■ **Work to complete**: With the pictures left out, transcribe exactly the lines from the one with "locate brown football helmet" through the end of the data.

■ **Records to process**:

——

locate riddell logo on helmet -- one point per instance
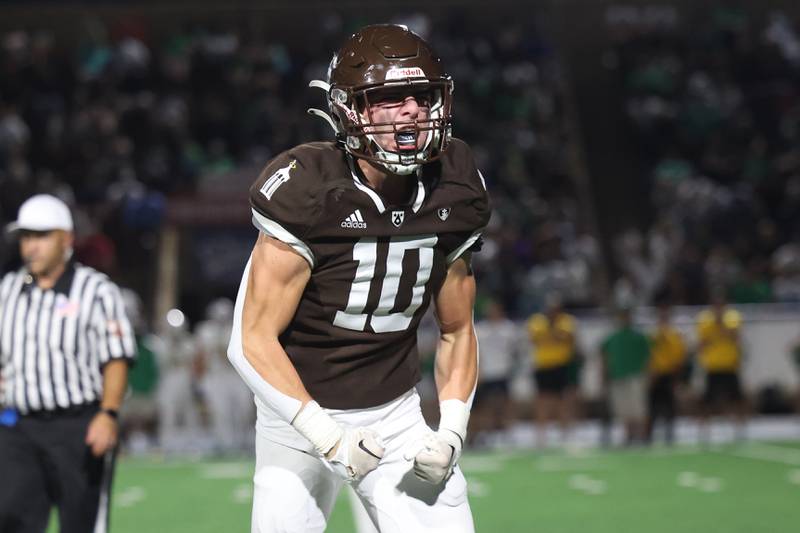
(354, 221)
(409, 72)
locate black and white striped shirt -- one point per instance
(54, 343)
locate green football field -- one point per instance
(747, 488)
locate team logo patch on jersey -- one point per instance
(280, 177)
(354, 221)
(398, 217)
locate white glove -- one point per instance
(435, 455)
(356, 451)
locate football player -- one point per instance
(357, 237)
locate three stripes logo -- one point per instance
(354, 221)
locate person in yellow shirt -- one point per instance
(552, 336)
(668, 356)
(719, 354)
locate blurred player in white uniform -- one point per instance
(230, 403)
(179, 420)
(357, 238)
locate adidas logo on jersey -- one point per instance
(354, 221)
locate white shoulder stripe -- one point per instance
(275, 230)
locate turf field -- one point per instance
(747, 488)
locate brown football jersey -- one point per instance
(374, 266)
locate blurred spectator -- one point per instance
(179, 419)
(229, 402)
(134, 115)
(719, 353)
(713, 99)
(139, 416)
(626, 353)
(668, 357)
(499, 343)
(552, 335)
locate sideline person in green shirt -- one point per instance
(626, 354)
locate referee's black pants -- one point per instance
(44, 461)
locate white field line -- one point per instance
(693, 480)
(226, 471)
(587, 485)
(566, 464)
(767, 452)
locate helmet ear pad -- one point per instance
(388, 57)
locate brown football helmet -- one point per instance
(385, 58)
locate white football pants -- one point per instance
(295, 492)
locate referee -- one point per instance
(65, 345)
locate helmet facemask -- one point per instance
(359, 130)
(381, 60)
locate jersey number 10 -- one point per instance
(382, 320)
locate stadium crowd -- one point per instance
(715, 102)
(123, 119)
(119, 123)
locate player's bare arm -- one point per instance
(275, 283)
(278, 276)
(436, 455)
(457, 352)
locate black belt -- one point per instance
(72, 410)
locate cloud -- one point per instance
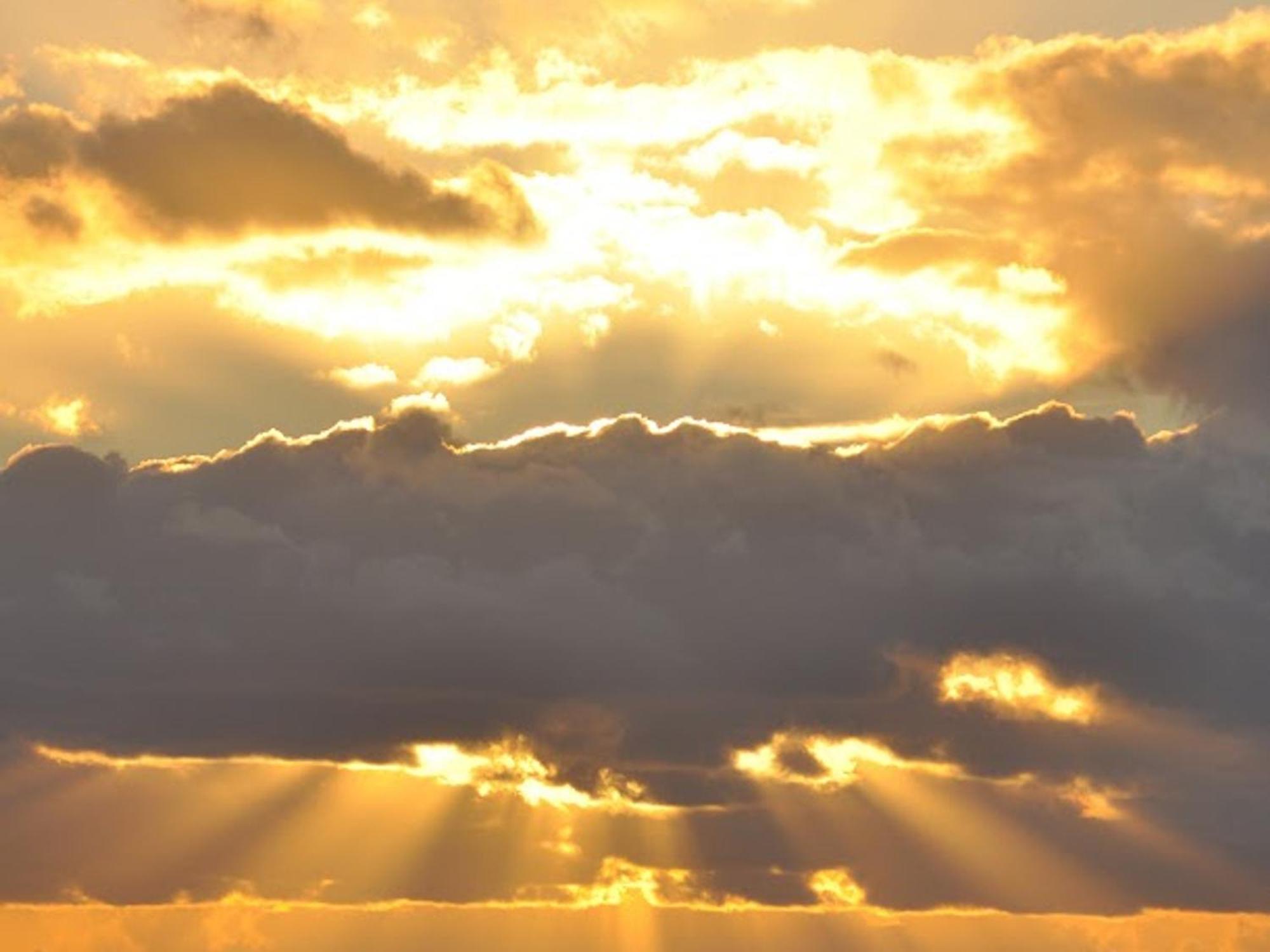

——

■ **Solution**:
locate brown football helmet -- one point per instance
(385, 58)
locate white football pants -- one point per instance
(295, 492)
locate referee -- one point per instance
(65, 345)
locate helmet facemask -- one point per instance
(359, 130)
(381, 60)
locate jersey number 10 -- one point per instance
(382, 320)
locate stadium crowd -- one point per instance
(715, 102)
(123, 119)
(119, 123)
locate player's bare arm -- one point per instance
(275, 283)
(278, 276)
(436, 455)
(457, 352)
locate black belt -- one point per instance
(72, 410)
locate cloud -- one point per instance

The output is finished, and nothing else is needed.